■ RECORD EXCERPTS:
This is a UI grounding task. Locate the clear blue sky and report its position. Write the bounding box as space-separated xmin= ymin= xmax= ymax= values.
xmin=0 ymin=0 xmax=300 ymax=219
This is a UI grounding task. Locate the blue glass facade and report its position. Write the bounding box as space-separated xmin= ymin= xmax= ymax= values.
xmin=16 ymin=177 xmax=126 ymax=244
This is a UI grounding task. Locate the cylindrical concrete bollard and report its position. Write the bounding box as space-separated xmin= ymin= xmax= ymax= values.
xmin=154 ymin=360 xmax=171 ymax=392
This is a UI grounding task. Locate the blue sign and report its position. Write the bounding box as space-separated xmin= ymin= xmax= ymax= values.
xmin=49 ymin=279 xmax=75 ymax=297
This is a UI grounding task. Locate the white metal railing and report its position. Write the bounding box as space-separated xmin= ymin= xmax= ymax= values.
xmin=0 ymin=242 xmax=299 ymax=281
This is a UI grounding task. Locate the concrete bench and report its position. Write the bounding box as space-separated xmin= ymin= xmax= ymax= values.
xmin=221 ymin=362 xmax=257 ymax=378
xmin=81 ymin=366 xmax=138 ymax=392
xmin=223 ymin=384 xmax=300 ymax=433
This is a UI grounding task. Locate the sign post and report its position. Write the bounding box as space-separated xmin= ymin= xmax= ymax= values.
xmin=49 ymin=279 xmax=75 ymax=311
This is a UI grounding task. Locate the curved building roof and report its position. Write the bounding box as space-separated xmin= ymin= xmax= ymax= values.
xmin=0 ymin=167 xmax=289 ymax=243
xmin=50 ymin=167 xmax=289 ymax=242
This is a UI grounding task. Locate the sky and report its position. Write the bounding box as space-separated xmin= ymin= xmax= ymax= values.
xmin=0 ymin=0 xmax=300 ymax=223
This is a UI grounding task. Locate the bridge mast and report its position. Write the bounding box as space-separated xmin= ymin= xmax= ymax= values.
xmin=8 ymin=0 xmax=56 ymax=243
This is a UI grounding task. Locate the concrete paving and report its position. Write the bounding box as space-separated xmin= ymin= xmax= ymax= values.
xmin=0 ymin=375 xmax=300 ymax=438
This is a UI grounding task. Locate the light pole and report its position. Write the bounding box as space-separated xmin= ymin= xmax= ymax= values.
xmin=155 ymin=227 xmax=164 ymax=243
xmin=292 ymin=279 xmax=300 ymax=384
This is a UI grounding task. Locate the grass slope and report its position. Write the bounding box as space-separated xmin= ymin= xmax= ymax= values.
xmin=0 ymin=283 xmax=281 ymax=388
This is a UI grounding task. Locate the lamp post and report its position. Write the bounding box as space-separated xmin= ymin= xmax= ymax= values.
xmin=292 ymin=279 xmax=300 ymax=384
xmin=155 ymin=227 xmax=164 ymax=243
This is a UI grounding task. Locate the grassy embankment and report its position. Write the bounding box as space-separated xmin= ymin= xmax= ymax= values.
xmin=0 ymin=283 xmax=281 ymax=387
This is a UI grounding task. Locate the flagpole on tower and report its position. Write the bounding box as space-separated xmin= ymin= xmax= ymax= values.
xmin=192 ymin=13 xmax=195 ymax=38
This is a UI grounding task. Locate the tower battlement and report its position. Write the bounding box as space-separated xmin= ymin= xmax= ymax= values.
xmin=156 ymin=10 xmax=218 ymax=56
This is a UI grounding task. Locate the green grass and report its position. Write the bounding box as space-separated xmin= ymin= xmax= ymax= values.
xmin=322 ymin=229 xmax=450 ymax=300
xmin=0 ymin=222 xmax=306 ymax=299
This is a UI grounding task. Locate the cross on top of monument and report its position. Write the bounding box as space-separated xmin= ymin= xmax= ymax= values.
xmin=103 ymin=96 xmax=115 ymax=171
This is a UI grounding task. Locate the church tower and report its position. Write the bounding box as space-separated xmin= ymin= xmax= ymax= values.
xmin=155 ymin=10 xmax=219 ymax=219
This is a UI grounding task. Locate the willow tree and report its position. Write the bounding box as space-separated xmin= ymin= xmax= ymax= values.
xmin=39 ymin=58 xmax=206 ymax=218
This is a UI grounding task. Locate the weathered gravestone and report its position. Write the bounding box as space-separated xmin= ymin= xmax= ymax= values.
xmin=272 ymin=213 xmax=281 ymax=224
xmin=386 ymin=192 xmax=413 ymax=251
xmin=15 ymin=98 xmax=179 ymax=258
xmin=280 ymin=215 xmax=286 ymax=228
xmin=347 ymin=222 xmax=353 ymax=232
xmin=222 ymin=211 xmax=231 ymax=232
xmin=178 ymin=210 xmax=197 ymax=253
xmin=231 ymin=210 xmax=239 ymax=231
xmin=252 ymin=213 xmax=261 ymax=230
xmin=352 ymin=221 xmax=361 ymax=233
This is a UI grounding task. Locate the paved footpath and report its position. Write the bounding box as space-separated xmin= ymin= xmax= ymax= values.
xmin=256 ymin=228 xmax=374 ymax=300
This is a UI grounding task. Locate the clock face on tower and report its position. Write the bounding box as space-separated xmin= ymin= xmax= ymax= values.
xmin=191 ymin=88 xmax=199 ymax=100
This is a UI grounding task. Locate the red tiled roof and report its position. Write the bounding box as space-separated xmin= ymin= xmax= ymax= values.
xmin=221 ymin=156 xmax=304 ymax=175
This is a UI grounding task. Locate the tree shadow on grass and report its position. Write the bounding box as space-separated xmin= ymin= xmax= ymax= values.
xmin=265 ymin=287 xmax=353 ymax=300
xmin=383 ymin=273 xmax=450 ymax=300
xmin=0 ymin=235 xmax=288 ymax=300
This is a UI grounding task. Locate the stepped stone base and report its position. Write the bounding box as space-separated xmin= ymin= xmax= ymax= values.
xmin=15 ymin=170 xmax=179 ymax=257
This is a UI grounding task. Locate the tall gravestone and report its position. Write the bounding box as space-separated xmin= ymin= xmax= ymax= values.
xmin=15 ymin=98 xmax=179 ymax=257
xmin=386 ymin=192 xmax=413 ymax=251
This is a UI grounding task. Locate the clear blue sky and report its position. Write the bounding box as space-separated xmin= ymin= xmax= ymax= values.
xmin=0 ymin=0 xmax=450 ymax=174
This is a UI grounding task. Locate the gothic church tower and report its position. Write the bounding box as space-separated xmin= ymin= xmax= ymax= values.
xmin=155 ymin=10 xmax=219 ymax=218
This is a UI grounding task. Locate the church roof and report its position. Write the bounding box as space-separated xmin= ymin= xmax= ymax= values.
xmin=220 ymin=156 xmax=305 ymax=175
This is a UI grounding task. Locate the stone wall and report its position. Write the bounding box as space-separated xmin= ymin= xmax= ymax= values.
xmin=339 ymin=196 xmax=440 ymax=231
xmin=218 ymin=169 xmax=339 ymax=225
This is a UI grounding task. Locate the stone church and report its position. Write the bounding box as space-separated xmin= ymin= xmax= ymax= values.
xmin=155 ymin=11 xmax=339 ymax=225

■ GIVEN TASK: Copy each of the items above verbatim, keeping every line in its original order.

■ TASK ANSWER:
This is a UI grounding task. Locate the clear blue sky and report its position. Write the bounding box as space-separated xmin= ymin= xmax= ymax= values.
xmin=0 ymin=0 xmax=300 ymax=219
This is a UI grounding task. Locate the blue glass facade and report its position. Write the bounding box as space-separated xmin= ymin= xmax= ymax= values.
xmin=16 ymin=177 xmax=126 ymax=244
This is a UI grounding task. Locate the cylindrical concrete bollard and report its position. Write the bounding box as space-separated xmin= ymin= xmax= ymax= values.
xmin=154 ymin=360 xmax=171 ymax=392
This is a UI grounding task. Locate the blue sign and report its position. Write the bounding box as space-separated xmin= ymin= xmax= ymax= values.
xmin=49 ymin=279 xmax=75 ymax=297
This is a UI grounding task. Locate the white metal railing and report its position. Write the bounding box as space-separated xmin= ymin= xmax= ymax= values.
xmin=0 ymin=242 xmax=299 ymax=281
This is a UI grounding task. Locate the concrete bench and report its position. Write the bounding box as space-separated xmin= ymin= xmax= ymax= values.
xmin=221 ymin=362 xmax=257 ymax=378
xmin=81 ymin=366 xmax=138 ymax=392
xmin=223 ymin=384 xmax=300 ymax=433
This is a UI grounding task. Locate the sign post and report its position. Write the bounding box as space-separated xmin= ymin= xmax= ymax= values.
xmin=49 ymin=279 xmax=75 ymax=311
This is a UI grounding task. Locate the curved building roof and report its position. Write the bounding box as space-separated xmin= ymin= xmax= ymax= values.
xmin=0 ymin=167 xmax=289 ymax=243
xmin=50 ymin=167 xmax=289 ymax=242
This is a UI grounding task. Locate the sky and report its position. Write the bounding box as space-separated xmin= ymin= xmax= ymax= values.
xmin=0 ymin=0 xmax=300 ymax=223
This is a UI grounding task. Locate the bridge mast and report its position. Write the bounding box as space-separated xmin= ymin= xmax= ymax= values.
xmin=8 ymin=0 xmax=56 ymax=243
This is a UI grounding task. Locate the concrete paving and report its position. Write the bounding box as space-separated xmin= ymin= xmax= ymax= values.
xmin=0 ymin=375 xmax=300 ymax=438
This is a UI grounding task. Locate the light pole and report its position. Write the bounding box as space-separated xmin= ymin= xmax= ymax= values.
xmin=155 ymin=227 xmax=164 ymax=243
xmin=292 ymin=279 xmax=300 ymax=384
This is a UI grounding task. Locate the grass slope and report its position. Write the bounding box as space-separated xmin= ymin= xmax= ymax= values.
xmin=0 ymin=283 xmax=281 ymax=388
This is a UI grounding task. Locate the lamp post and report its position. Write the bounding box as space-separated xmin= ymin= xmax= ymax= values.
xmin=292 ymin=279 xmax=300 ymax=384
xmin=155 ymin=227 xmax=164 ymax=243
This is a UI grounding task. Locate the grassy embankment and report its position. Write the bounding box as space-separated xmin= ymin= xmax= ymax= values.
xmin=0 ymin=283 xmax=281 ymax=387
This is a UI grounding task. Locate the flagpole on tower and report its position. Write the bounding box as space-separated xmin= ymin= xmax= ymax= values.
xmin=192 ymin=13 xmax=195 ymax=38
This is a UI grounding task. Locate the tower battlement and report its position. Write the bounding box as space-separated xmin= ymin= xmax= ymax= values.
xmin=156 ymin=10 xmax=218 ymax=56
This is a UI grounding task. Locate the green grass and report its position. Write the bounding box as space-separated xmin= ymin= xmax= ymax= values.
xmin=322 ymin=229 xmax=450 ymax=300
xmin=0 ymin=222 xmax=306 ymax=299
This is a UI grounding task. Locate the cross on top of monument and report its position. Write the bounding box as space-separated xmin= ymin= xmax= ymax= values.
xmin=103 ymin=96 xmax=115 ymax=171
This is a UI grounding task. Locate the church tower and report its position. Write the bounding box as space-separated xmin= ymin= xmax= ymax= values.
xmin=155 ymin=10 xmax=219 ymax=219
This is a UI grounding task. Locate the willow tree and report its position. Write the bounding box as space-separated xmin= ymin= xmax= ymax= values.
xmin=39 ymin=58 xmax=206 ymax=218
This is a UI grounding task. Locate the weathered gravestone and report its position. Write the bounding box as space-separated xmin= ymin= xmax= ymax= values.
xmin=272 ymin=213 xmax=281 ymax=224
xmin=386 ymin=192 xmax=413 ymax=251
xmin=15 ymin=98 xmax=179 ymax=258
xmin=280 ymin=215 xmax=286 ymax=228
xmin=347 ymin=222 xmax=353 ymax=232
xmin=222 ymin=211 xmax=231 ymax=232
xmin=178 ymin=210 xmax=197 ymax=253
xmin=231 ymin=210 xmax=239 ymax=231
xmin=252 ymin=213 xmax=261 ymax=230
xmin=352 ymin=221 xmax=361 ymax=233
This is a UI grounding task. Locate the paved footpath and report its position. Write the bounding box as space-separated xmin= ymin= xmax= ymax= values.
xmin=256 ymin=228 xmax=374 ymax=300
This is a UI grounding task. Locate the clock face on tower and report its position. Write the bounding box as space-separated xmin= ymin= xmax= ymax= values.
xmin=191 ymin=88 xmax=199 ymax=100
This is a UI grounding task. Locate the red tiled roof and report its position. Write the bounding box as space-separated xmin= ymin= xmax= ymax= values.
xmin=221 ymin=156 xmax=304 ymax=175
This is a UI grounding task. Locate the tree shadow on grass and report its position. Write the bounding box as space-separated xmin= ymin= xmax= ymax= values.
xmin=265 ymin=287 xmax=353 ymax=300
xmin=383 ymin=273 xmax=450 ymax=300
xmin=0 ymin=235 xmax=288 ymax=300
This is a UI grounding task. Locate the stepped stone base and report its position. Write the bounding box as space-separated xmin= ymin= xmax= ymax= values.
xmin=15 ymin=170 xmax=179 ymax=257
This is a UI grounding task. Locate the tall gravestone and report its position. Write the bounding box as space-separated xmin= ymin= xmax= ymax= values.
xmin=15 ymin=98 xmax=179 ymax=257
xmin=386 ymin=192 xmax=413 ymax=251
This is a UI grounding task. Locate the clear blue sky and report its position. Write the bounding box as space-separated xmin= ymin= xmax= ymax= values.
xmin=0 ymin=0 xmax=450 ymax=174
This is a UI grounding task. Locate the gothic church tower and report its position. Write the bounding box as space-separated xmin= ymin= xmax= ymax= values.
xmin=155 ymin=10 xmax=219 ymax=218
This is a UI grounding task. Locate the church roof and report its position. Write the bounding box as space-separated xmin= ymin= xmax= ymax= values.
xmin=220 ymin=156 xmax=305 ymax=175
This is a UI grounding task. Locate the stone wall and report its position. Write the bounding box as space-separated xmin= ymin= xmax= ymax= values.
xmin=339 ymin=196 xmax=440 ymax=231
xmin=218 ymin=169 xmax=339 ymax=225
This is a UI grounding task. Locate the stone church and report its position. Write the bounding box as space-separated xmin= ymin= xmax= ymax= values.
xmin=155 ymin=11 xmax=339 ymax=225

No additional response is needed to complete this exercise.